Passage ::
>>>
Credit risk on cash and cash equivalent and other bank balances is limited as the Company generally transacts with banks and
financial institutions with high credit ratings assigned by international and domestic credit rating agencies.

iii) Liquidity risk

Liquidity risk is the risk that the Company will encounter difficulty in meeting the obligations associated with its financial liabilities
that are settled by delivering cash or another financial asset. Ultimate responsibility for liquidity risk management rests with the
board of directors, which has established an appropriate liquidity risk management framework for management of the Company's
short, medium and long-term funding and liquidity management requirements. The Company's approach to managing liquidity is to
ensure, as far as possible, that it will always have sufficient liquidity to meet its liabilities when due, under both normal and stressed
conditions, without incurring unacceptable losses or risking damage to the Company's reputation.

Financial assets of INR 2,980.02 crores (including restricted deposits of INR 14.26 crores) as at 31 March 2025 is in the form of
cash and cash equivalents, bank balances other than cash and cash equivalents above, investments, trade receivables, loans and
other financial assets where the Company has assessed the counterparty credit risk. Trade receivables of INR 138.13 crores (net of
provision of INR 21.72 crores) as at 31 March 2025 carried at amortised cost and is valued considering provision for allowance using
expected credit loss method (if any). In addition to the historical pattern of credit loss, we have considered the likelihood of increased
credit risk. The Company has specifically evaluated the potential impact with respect to Healthcare service sector. The Company
closely monitors its customers who are being impacted. Also a substantial portion of the financial asset is related to investments
in subsidiaries and associate companies (INR 1,008.96 crores) and loans and advances to subsidiaries and associate companies
(INR 316.12 crores, net of provision of INR 13.48 crores) wherein Management has considered on the projections while doing its
assessment for impairment testing.

Financial assets of INR 2,959.74 crores (including restricted deposits of INR 6.57 crores) as at 31 March 2024 is in the form of
cash and cash equivalents, bank balances other than cash and cash equivalents above, investments, trade receivables, loans and
other financial assets where the Company has assessed the counterparty credit risk. Trade receivables of INR 127.55 crores (net of
provision of INR 12.24 crores) as at 31 March 2024 carried at amortised cost and is valued considering provision for allowance using
expected credit loss method (if any). In addition to the historical pattern of credit loss, we have considered the likelihood of increased
credit risk. The Company has specifically evaluated the potential impact with respect to Healthcare service sector. The Company
closely monitors its customers who are being impacted. Also a substantial portion of the financial asset is related to investments
in subsidiaries and associate companies (INR 2,175.55 crores) and loans and advances to subsidiaries and associate companies
(INR 454.95 crores, net of provision of INR 13.48 crores) wherein Management has considered on the projections while doing its
assessment for impairment testing.
<<<
Work request A ::
Answer these from the risk disclosure:
(i) Who holds ultimate responsibility for liquidity risk management?
(ii) What was the net amount of trade receivables as at 31 March 2025?
(iii) How much in restricted deposits is included in financial assets as at 31 March 2024?
Work request B :: Carry the risk disclosure forward from its last sentence.
The lines that follow have no connection to the risk disclosure.

Raw data ::
>>>
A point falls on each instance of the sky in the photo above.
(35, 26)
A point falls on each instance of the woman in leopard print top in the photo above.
<<<
Response A ::
(i) The board of directors.
(ii) INR 138.13 crores, net of a provision of INR 21.72 crores.
(iii) INR 6.57 crores.

Response B ::
iv) Market risk

Market risk is the risk that the fair value of future cash flows of a financial instrument will fluctuate because of changes in market
prices, such as foreign exchange rates, interest rates and equity prices.

(a) Foreign currency risk

The Company undertakes transactions denominated in foreign currencies; consequently, exposures to exchange rate

fluctuations arise. The Company is mainly exposed to AED, OMR and US dollar.

Sensitivity analysis

The sensitivity of profit or loss to changes in exchange rates arises mainly from foreign currency denominated financial
instruments. One per cent is the sensitivity rate used when reporting foreign currency risk internally to key management
personnel and represents management's assessment of the reasonably possible change in foreign exchange rates. The
sensitivity analysis includes only outstanding foreign currency denominated monetary items and adjusts their translation at the
year-end for a one per cent change in foreign currency rates. A positive number below indicates an increase in profit and other
equity where currency units strengthens one per cent against the relevant currency. For a one per cent weakening of currency
units against the relevant currency, there would be a comparable impact on the profit and other equity, and the balances below
would be negative.

38 Financial Instruments - Fair values and risk management (Contd..)

(b) Interest rate risk

The Company is exposed to interest rate risk because the Company borrows funds at both fixed and floating interest rates.
The Company's significant interest rate risk arises from long-term borrowings with variable interest rates, which expose the
Company to cash flow interest rate risk. The interest rate on the Company's financial instruments is based on market rates. The
Company monitors the movement in interest rates on an ongoing basis. The risk is managed by the Company by maintaining an
appropriate mix between fixed and floating rate borrowings.

The analysis is prepared assuming the amount of liability outstanding at the reporting date was outstanding for the whole
year. A one per cent increase or decrease is used when reporting interest rate risk internally to key management personnel
and represents management's assessment of the reasonably possible change in interest rates. The Company's sensitivity to
interest rates has increased in the current year due to the additional variable rate long term borrowings taken during the year.

(c) Equity price risk

The Company is exposed to price risks arising from investments in equity share. The Company's investment are held strategically
rather than for trading purpose.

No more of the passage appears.